Reply with one number, the count of lines below that contain the string "road".

## [Data for the task]
_ _ _ _
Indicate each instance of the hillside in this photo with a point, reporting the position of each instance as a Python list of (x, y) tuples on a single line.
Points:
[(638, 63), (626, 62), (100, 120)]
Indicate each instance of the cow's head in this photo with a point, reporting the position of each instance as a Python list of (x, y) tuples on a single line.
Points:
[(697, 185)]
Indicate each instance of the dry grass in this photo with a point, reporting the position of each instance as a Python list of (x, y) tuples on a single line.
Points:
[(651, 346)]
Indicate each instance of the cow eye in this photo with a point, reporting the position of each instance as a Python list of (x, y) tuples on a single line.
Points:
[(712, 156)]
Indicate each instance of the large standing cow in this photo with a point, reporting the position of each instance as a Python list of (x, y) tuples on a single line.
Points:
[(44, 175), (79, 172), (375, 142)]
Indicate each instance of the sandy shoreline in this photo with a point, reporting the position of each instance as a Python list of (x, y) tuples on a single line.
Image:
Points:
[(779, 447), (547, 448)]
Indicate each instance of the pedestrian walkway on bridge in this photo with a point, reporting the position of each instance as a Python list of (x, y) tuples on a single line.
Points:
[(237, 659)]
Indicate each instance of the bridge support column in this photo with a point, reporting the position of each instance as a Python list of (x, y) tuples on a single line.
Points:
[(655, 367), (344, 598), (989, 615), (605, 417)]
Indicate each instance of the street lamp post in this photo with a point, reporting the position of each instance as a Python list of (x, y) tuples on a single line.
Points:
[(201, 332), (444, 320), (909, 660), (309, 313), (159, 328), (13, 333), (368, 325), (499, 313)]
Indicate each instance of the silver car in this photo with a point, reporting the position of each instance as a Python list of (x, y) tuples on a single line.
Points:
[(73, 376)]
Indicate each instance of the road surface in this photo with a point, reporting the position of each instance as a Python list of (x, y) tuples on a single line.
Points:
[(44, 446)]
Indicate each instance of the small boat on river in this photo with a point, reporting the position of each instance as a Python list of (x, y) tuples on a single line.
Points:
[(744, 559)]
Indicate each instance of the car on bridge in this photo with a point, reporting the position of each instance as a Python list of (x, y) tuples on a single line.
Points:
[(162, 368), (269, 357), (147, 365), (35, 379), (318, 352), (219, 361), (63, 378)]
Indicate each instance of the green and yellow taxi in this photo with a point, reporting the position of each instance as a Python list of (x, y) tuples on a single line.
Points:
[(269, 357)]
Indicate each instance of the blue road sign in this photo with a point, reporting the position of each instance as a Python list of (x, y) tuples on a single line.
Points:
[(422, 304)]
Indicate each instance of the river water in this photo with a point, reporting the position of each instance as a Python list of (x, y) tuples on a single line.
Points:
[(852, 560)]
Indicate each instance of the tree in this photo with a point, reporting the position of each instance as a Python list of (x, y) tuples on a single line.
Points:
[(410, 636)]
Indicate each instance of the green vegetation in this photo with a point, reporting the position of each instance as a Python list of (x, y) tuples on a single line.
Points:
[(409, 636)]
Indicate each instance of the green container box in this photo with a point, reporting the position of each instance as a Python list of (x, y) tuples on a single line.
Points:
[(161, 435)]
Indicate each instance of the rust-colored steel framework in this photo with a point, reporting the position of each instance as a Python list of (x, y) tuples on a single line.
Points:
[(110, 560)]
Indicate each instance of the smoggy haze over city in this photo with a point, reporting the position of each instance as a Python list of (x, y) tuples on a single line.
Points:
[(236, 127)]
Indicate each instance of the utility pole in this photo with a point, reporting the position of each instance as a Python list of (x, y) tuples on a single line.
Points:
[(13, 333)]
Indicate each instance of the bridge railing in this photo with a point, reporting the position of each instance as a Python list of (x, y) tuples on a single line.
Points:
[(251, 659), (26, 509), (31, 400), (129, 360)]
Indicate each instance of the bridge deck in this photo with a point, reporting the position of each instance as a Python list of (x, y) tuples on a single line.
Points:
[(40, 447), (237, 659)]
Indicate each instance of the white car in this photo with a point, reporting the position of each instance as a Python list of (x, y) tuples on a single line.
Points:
_ _ _ _
## [Exercise result]
2